- _WORK INSTRUCTION_:
Take the material below and output exactly the run of lines from the one containing "Where can the granite" down to the one containing "Where can the electrical", with both included.

DATASET Block Start

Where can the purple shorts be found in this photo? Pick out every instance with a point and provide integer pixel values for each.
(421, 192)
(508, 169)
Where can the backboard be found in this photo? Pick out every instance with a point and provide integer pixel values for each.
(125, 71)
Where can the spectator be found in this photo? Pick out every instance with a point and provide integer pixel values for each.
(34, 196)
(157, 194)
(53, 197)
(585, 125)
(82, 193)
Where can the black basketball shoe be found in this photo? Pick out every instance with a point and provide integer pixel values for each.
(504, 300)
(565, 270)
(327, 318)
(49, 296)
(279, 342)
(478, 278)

DATASET Block End
DATASET Block Start

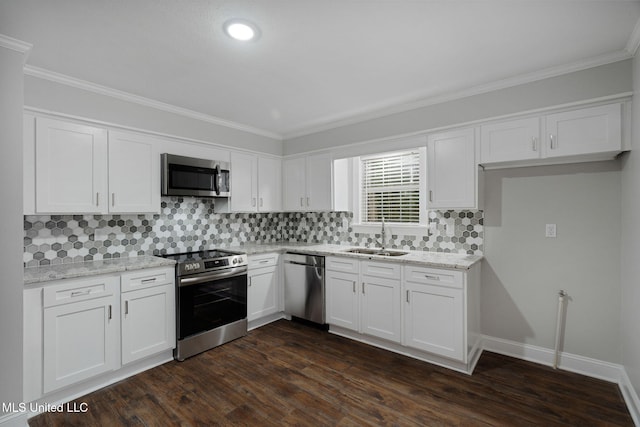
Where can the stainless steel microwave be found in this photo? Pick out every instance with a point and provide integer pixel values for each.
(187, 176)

DATASET Block End
DATASET Block Start

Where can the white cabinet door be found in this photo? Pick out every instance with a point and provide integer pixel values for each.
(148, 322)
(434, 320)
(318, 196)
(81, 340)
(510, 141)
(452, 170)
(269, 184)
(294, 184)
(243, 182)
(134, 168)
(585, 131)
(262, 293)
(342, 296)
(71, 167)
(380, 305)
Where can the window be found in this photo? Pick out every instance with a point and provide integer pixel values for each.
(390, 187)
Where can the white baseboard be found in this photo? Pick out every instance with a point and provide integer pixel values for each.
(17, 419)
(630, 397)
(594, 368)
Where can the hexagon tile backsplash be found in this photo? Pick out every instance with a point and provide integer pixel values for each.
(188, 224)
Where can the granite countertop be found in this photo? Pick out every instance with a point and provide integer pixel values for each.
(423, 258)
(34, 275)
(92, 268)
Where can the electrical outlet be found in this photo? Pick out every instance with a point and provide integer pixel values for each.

DATASET Block End

- _SOLUTION TO THE PROBLEM_:
Where can the granite countertop be found in this photo? Pick out every instance with a point and provide integer pixel values for each.
(423, 258)
(34, 275)
(92, 268)
Where can the electrical outlet be found in this photo? Pick out every instance with a point and provide integer pixel values for each.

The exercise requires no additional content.